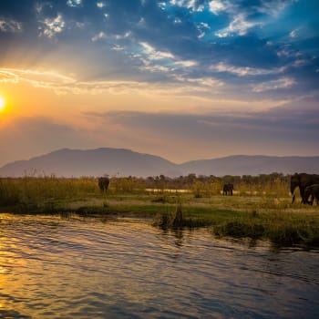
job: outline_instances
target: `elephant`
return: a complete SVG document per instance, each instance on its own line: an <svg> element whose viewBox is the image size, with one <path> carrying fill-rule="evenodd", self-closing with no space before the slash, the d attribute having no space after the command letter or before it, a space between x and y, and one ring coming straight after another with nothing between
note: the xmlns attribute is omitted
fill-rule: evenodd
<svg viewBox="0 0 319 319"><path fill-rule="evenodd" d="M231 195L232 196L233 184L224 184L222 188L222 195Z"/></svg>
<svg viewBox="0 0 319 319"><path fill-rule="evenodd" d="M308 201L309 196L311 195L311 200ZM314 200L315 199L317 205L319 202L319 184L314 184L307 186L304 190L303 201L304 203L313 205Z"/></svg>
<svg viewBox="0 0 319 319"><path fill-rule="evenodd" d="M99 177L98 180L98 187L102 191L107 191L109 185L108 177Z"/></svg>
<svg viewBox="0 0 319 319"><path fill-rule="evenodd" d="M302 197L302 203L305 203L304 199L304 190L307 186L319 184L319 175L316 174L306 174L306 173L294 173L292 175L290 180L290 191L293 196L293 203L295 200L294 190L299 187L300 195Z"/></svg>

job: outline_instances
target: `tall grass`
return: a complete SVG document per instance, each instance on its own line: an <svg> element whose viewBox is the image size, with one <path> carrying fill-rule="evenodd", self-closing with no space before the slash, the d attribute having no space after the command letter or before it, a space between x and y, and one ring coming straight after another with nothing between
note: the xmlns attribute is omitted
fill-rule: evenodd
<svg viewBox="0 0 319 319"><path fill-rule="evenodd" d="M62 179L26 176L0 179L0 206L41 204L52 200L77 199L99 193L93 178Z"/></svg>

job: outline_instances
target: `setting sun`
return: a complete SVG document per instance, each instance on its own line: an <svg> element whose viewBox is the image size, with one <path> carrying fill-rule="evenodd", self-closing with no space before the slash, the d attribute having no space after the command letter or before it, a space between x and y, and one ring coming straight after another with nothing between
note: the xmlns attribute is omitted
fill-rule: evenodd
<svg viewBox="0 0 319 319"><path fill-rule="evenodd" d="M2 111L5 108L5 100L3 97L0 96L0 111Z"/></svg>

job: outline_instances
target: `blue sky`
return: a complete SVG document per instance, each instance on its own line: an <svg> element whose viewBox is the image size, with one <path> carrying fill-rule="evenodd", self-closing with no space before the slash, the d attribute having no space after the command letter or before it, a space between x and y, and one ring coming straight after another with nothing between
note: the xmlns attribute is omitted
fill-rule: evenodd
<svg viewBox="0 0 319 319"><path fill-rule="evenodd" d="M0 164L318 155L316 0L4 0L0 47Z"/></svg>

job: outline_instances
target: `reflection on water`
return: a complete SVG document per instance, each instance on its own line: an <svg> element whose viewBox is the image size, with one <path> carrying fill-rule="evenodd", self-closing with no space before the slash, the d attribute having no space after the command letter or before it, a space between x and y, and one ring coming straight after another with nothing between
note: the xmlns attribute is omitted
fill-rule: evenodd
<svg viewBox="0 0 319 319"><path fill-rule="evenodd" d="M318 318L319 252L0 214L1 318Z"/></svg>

---

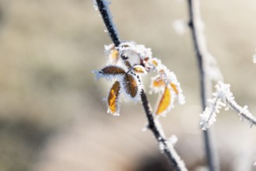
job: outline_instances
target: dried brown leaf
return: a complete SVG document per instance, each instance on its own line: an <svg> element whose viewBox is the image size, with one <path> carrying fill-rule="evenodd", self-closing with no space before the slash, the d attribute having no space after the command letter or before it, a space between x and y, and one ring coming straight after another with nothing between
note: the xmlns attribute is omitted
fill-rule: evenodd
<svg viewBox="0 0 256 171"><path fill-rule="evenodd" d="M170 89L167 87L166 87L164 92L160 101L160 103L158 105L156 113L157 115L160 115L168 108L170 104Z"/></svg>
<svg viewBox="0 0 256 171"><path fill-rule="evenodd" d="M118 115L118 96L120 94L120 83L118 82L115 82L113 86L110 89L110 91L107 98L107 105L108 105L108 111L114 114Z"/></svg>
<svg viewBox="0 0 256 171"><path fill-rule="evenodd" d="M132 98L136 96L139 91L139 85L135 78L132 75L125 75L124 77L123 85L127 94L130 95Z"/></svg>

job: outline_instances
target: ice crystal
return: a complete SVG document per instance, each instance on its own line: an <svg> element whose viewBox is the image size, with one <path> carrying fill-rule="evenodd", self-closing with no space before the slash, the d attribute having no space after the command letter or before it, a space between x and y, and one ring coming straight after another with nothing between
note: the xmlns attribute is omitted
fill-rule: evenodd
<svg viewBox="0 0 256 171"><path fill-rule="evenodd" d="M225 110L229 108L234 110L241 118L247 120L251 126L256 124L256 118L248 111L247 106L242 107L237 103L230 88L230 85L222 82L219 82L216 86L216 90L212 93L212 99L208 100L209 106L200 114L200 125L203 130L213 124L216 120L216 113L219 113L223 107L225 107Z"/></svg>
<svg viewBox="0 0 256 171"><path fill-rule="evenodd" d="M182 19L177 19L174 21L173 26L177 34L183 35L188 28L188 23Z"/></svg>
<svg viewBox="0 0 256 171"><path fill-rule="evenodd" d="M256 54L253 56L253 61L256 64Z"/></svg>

---

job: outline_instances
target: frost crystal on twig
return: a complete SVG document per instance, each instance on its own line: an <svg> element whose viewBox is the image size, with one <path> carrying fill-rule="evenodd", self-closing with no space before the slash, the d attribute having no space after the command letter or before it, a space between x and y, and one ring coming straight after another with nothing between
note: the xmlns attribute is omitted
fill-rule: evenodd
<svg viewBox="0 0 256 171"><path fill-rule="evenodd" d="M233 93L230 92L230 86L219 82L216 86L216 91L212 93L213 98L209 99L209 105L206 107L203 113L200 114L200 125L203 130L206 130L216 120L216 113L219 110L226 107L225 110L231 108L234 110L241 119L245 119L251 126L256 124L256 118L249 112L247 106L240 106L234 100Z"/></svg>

Aim of the task: Copy out each line in the rows above that contains the word "crystal".

Task solution:
target: ice crystal
target: frost crystal on twig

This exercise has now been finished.